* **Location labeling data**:
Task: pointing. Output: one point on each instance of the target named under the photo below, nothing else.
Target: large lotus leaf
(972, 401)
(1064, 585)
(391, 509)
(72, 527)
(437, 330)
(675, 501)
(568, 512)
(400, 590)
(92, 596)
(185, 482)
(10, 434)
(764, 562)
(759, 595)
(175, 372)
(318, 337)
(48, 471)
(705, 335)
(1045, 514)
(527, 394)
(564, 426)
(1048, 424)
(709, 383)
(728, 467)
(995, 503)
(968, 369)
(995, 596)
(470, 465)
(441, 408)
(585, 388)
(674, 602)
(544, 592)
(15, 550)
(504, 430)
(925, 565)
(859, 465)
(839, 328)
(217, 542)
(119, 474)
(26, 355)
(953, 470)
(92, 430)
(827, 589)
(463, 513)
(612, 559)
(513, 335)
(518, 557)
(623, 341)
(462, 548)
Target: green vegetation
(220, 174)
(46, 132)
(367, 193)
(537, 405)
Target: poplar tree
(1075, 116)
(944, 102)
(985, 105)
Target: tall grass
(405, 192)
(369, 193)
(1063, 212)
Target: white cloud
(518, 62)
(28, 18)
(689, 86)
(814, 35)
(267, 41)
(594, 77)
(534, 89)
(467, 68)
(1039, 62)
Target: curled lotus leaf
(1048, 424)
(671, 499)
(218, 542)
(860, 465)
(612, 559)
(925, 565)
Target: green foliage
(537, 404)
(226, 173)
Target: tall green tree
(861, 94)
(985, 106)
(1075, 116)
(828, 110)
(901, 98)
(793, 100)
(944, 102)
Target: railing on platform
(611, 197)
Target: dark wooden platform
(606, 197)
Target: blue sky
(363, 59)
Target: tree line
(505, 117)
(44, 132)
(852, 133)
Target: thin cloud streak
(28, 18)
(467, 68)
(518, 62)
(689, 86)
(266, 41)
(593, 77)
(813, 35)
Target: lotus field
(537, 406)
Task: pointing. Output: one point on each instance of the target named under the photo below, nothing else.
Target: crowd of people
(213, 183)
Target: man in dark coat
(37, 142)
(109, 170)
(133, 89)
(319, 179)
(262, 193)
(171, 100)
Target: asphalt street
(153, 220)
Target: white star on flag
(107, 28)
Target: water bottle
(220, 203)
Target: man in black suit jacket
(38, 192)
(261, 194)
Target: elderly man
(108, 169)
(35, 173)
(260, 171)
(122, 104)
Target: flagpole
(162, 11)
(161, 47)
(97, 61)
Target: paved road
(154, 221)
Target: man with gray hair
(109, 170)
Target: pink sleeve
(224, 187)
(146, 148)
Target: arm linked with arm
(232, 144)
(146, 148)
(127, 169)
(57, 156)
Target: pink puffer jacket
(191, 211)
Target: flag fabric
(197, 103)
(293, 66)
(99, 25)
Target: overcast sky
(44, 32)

* **EXERCISE DESCRIPTION**:
Return all of the data above line for line, with no changes.

* **SOLUTION FOR THIS TASK**:
Task: pointing. Output: one point on each instance of the target named under the photo below, nothing else.
Target: large lotus leaf
(972, 401)
(1064, 585)
(391, 509)
(72, 527)
(437, 330)
(675, 501)
(568, 512)
(400, 590)
(92, 596)
(185, 482)
(10, 434)
(764, 562)
(759, 595)
(175, 372)
(318, 337)
(48, 471)
(705, 335)
(1045, 514)
(527, 394)
(564, 426)
(1048, 424)
(709, 383)
(728, 467)
(995, 503)
(968, 369)
(995, 596)
(470, 465)
(441, 408)
(585, 388)
(674, 602)
(544, 592)
(15, 550)
(504, 430)
(925, 565)
(859, 465)
(839, 328)
(217, 542)
(119, 474)
(26, 355)
(953, 470)
(92, 430)
(827, 589)
(463, 513)
(612, 559)
(513, 335)
(518, 557)
(623, 341)
(462, 548)
Target: green vegetation
(220, 174)
(46, 132)
(367, 193)
(537, 405)
Target: poplar tree
(1075, 116)
(944, 102)
(985, 105)
Target: tall grass
(405, 192)
(369, 193)
(1063, 212)
Target: white cloud
(518, 62)
(28, 18)
(689, 86)
(814, 35)
(267, 41)
(594, 77)
(534, 89)
(467, 68)
(1039, 62)
Target: curled lotus leaf
(1048, 424)
(671, 499)
(218, 542)
(860, 465)
(612, 559)
(925, 565)
Target: green foliage
(537, 404)
(226, 173)
Target: tall green tree
(861, 94)
(985, 106)
(1075, 116)
(828, 110)
(901, 98)
(793, 100)
(944, 102)
Target: railing on platform
(611, 197)
Target: dark wooden platform
(606, 197)
Target: blue sky
(363, 59)
Target: tree line
(505, 117)
(44, 132)
(852, 133)
Target: thin cloud streak
(28, 18)
(467, 68)
(518, 62)
(689, 86)
(266, 41)
(593, 77)
(813, 35)
Target: lotus field
(537, 406)
Task: pointing. Output: one point on each instance of the target named under the photo below, nothing else.
Target: crowd of people
(213, 183)
Target: man in dark coat
(37, 142)
(109, 170)
(133, 89)
(319, 179)
(262, 193)
(171, 100)
Target: asphalt street
(153, 220)
Target: white star on flag
(107, 28)
Target: water bottle
(220, 203)
Target: man in black suit jacket
(38, 192)
(261, 194)
Target: elderly man
(108, 169)
(35, 173)
(260, 171)
(122, 104)
Target: flagpole
(162, 11)
(161, 47)
(97, 61)
Target: paved road
(154, 221)
Target: man with gray hair
(109, 170)
Target: pink sleeve
(224, 187)
(146, 148)
Target: arm linked with arm
(232, 144)
(146, 148)
(127, 169)
(57, 156)
Target: pink puffer jacket
(191, 211)
Target: flag fabric
(197, 103)
(293, 66)
(99, 25)
Target: overcast sky
(44, 32)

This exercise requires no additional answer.